#### MATERIAL SHOWN
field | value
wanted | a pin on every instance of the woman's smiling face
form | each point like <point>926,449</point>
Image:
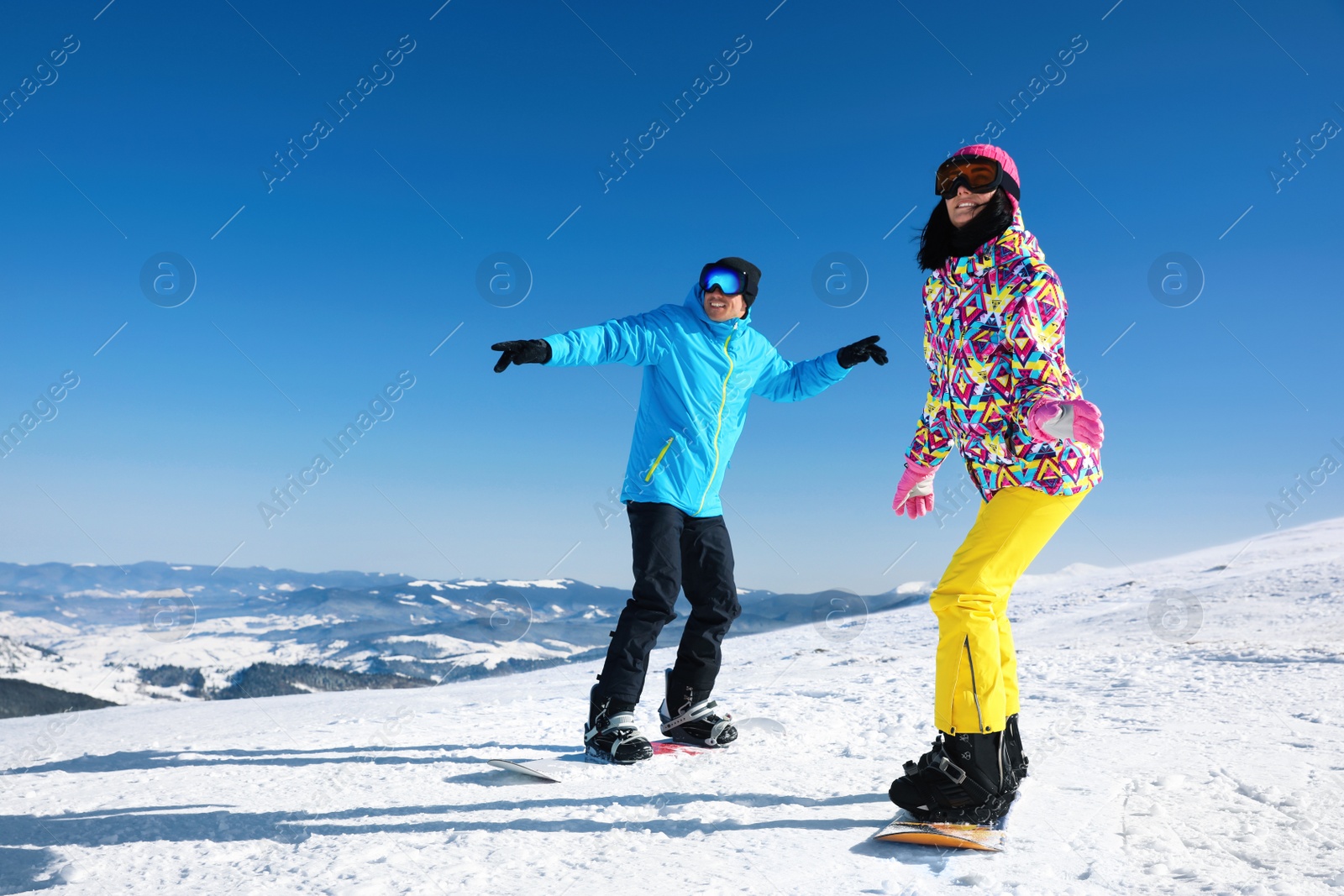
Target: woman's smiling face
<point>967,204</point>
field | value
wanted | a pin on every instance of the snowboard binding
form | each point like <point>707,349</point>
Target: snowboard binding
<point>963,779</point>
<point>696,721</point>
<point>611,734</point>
...
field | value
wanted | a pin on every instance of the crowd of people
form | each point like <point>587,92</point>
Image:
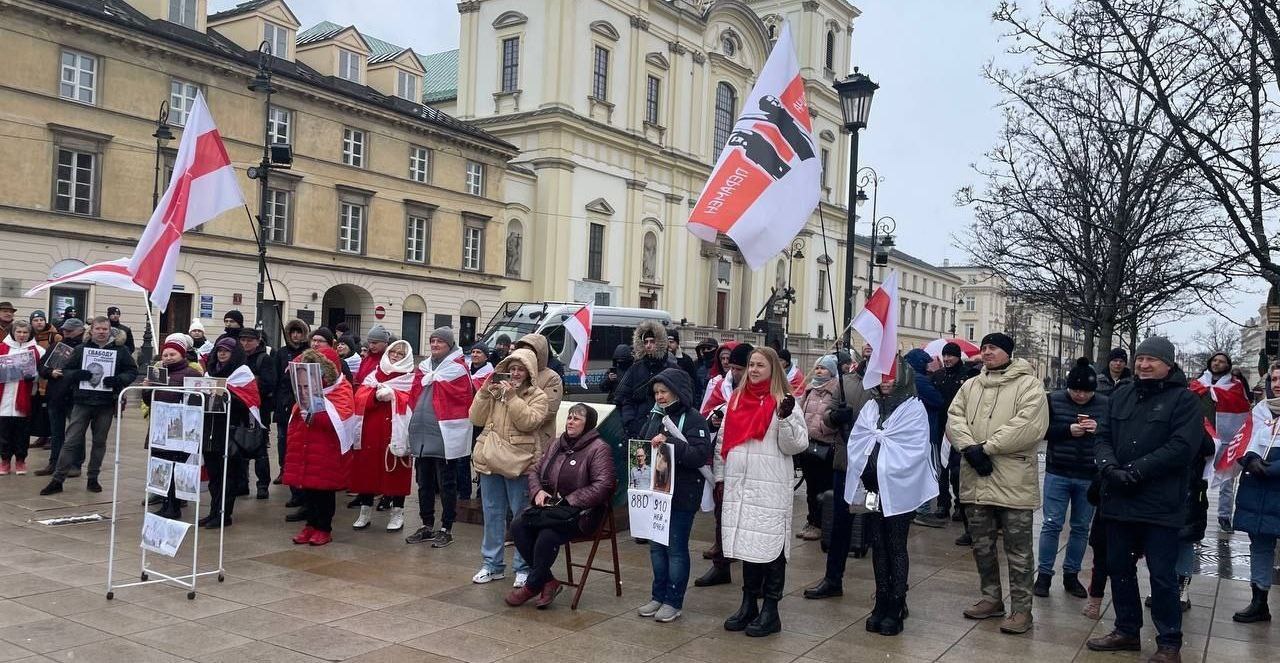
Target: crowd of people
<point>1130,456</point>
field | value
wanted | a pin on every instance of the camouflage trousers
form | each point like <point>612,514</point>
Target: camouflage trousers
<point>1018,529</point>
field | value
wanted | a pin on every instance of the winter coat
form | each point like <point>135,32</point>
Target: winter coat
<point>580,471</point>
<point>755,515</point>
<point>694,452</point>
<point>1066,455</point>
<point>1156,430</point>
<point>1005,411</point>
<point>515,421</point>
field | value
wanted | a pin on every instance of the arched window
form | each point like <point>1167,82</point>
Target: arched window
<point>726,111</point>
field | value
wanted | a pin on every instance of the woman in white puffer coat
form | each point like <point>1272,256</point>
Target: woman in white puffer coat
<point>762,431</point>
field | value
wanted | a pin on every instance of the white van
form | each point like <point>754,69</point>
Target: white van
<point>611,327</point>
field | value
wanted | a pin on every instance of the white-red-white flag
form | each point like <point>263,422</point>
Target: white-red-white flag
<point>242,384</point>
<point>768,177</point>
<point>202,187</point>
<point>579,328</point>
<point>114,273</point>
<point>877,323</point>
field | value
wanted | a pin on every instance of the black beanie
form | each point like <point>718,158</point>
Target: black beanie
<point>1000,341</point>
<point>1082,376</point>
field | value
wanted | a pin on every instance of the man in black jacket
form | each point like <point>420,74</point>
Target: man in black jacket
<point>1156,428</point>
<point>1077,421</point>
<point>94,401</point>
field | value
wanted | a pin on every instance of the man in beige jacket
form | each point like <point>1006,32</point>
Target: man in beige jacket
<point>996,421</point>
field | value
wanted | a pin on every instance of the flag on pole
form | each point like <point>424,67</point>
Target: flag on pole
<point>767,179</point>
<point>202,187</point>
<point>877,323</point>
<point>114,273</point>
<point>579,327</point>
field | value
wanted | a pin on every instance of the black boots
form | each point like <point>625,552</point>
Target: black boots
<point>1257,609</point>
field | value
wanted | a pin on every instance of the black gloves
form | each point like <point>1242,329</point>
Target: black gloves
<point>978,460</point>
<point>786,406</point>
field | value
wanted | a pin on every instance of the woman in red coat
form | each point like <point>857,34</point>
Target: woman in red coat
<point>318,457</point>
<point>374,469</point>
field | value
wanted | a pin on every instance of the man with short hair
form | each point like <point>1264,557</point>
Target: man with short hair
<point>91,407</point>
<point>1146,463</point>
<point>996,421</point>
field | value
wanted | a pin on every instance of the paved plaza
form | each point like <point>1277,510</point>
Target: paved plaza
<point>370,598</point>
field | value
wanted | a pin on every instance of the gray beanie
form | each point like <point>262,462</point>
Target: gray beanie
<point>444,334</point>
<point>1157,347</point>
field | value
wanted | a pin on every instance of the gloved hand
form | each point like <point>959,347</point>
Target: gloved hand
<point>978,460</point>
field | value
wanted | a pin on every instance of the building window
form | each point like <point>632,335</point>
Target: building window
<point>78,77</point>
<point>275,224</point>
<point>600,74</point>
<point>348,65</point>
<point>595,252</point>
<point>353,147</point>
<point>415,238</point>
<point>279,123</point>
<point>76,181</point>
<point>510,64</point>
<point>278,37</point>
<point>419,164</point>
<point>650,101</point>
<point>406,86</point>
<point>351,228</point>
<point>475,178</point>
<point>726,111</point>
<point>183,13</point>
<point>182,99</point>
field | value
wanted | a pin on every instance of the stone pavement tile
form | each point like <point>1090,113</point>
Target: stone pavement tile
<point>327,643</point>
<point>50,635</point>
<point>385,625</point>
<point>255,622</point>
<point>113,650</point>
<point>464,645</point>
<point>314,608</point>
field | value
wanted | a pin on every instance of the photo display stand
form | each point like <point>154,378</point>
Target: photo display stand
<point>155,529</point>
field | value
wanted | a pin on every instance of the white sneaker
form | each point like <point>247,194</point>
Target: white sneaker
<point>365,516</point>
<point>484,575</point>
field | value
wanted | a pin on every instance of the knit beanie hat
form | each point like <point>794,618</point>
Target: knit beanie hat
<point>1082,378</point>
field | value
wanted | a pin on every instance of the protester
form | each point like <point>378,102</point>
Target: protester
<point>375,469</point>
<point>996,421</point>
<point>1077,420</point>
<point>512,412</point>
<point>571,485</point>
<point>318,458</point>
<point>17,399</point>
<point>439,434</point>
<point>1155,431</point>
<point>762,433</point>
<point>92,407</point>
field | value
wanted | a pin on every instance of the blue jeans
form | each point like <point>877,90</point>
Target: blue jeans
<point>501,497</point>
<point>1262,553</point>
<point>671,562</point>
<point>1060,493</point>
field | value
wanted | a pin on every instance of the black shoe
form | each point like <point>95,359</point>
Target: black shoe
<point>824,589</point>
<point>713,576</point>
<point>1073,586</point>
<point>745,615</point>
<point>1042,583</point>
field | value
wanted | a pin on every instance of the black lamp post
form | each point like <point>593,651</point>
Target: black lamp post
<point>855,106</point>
* * *
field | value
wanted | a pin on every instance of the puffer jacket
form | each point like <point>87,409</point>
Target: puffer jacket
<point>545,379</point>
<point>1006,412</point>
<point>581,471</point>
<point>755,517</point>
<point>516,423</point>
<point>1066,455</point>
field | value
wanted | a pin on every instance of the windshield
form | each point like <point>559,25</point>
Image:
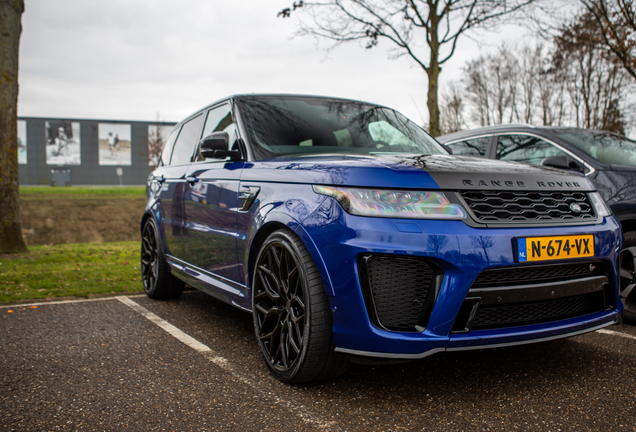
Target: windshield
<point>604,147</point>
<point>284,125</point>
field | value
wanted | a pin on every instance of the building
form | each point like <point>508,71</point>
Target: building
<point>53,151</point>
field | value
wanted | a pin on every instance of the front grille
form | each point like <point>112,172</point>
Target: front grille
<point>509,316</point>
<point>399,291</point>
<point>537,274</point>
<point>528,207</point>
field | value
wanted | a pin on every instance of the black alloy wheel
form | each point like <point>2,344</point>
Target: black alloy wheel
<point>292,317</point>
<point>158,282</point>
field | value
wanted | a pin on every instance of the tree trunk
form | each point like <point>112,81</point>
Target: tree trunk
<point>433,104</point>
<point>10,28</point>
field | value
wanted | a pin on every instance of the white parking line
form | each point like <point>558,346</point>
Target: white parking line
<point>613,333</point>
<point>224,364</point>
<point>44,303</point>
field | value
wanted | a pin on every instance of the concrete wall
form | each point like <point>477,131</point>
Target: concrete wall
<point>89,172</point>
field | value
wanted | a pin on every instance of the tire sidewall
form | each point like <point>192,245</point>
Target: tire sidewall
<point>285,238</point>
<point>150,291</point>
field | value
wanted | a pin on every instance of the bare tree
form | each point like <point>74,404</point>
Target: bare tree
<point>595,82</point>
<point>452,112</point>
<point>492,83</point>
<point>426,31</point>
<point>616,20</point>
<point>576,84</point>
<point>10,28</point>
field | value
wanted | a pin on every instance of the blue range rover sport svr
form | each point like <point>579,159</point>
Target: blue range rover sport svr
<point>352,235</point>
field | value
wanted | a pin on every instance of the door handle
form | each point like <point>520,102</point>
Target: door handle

#### AIM OF THE TASK
Pick out and copy each line in the records above that contains the string "stone". Matching is case-sensitive.

#### WRITTEN RESPONSE
wanted | a pin on every instance of the stone pavement tile
Target: stone pavement tile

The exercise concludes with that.